* _Your instructions_
In the excerpt below on the gaze model's fine-tuning and calibration app, which device was chosen for the calibration part of the project?

The third module of the system is fine-tuning. Here, the base model is re-trained with user data obtained with the custom calibration app in order to improve prediction accuracy for the particular users of the system. Further training on a pre-trained model allows for keeping the neural network weights and biases of the pre-trained model, making weight initialization already adapted for the task at hand.

The custom calibration app was developed using Javascript and the React Native framework[54] which ran on their platform Expo. The React Native framework is open source and cross-platform, which means it’s free to use and works for both Android and iOS. The device of choice for the calibration part of the project was the iPhone XS, mainly due to availability but also since it’s an iOS device like all other devices in the GazeCapture dataset.

* _Records shown_

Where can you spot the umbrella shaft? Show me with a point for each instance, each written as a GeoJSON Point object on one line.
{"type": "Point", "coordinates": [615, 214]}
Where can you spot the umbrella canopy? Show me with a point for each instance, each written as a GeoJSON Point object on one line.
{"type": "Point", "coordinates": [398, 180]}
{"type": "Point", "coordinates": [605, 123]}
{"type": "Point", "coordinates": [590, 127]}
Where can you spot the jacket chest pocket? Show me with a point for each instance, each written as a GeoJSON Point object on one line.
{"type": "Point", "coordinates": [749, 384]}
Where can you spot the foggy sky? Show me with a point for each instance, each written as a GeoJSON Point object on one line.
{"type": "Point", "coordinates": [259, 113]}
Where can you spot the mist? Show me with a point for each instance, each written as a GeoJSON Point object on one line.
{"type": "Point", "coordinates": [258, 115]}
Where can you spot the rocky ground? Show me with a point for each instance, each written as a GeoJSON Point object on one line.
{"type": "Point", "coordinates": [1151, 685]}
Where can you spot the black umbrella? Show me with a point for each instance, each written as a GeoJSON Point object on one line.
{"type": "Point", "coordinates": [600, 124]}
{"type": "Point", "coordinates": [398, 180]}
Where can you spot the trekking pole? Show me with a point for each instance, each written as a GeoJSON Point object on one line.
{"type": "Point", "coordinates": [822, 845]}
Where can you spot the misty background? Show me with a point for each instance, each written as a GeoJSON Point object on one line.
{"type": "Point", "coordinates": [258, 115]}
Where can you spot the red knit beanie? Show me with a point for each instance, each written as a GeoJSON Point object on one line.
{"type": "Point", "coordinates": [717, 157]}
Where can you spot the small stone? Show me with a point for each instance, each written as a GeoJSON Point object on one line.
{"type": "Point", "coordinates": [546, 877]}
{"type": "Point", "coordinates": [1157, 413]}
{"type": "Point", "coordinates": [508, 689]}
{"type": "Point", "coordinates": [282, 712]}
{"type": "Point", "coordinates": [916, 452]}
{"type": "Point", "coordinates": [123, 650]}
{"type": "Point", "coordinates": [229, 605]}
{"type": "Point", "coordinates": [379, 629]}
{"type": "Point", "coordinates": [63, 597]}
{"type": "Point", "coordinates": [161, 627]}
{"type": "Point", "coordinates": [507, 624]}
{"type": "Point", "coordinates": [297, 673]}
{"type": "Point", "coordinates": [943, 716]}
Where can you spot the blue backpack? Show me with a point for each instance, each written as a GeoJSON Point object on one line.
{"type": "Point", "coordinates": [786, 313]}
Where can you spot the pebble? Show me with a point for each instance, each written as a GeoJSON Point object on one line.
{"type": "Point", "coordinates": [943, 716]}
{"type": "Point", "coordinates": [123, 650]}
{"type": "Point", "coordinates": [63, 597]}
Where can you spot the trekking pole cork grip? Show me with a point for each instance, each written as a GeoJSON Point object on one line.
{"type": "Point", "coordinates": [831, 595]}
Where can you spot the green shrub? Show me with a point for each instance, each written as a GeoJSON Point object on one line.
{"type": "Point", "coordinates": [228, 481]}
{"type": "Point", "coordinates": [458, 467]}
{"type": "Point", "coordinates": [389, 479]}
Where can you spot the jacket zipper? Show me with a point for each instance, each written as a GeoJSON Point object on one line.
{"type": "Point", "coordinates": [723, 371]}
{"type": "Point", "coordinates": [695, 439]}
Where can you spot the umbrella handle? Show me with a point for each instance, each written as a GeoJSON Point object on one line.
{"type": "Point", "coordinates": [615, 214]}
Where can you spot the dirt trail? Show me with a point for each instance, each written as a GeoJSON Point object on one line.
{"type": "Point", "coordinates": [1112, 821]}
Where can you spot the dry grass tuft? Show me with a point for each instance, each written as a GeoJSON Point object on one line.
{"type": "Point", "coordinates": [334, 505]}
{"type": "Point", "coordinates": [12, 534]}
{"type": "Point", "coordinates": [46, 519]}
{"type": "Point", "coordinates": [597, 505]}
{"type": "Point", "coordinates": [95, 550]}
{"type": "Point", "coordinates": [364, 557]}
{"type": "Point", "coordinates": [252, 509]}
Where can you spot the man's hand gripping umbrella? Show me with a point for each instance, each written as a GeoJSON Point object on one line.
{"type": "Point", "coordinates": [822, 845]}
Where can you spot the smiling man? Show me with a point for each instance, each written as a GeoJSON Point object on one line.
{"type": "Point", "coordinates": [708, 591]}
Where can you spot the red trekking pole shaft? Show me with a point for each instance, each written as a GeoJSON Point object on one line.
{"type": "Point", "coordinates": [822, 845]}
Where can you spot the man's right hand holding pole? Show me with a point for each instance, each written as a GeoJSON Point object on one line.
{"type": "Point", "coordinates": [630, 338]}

* _The completed task_
The iPhone XS.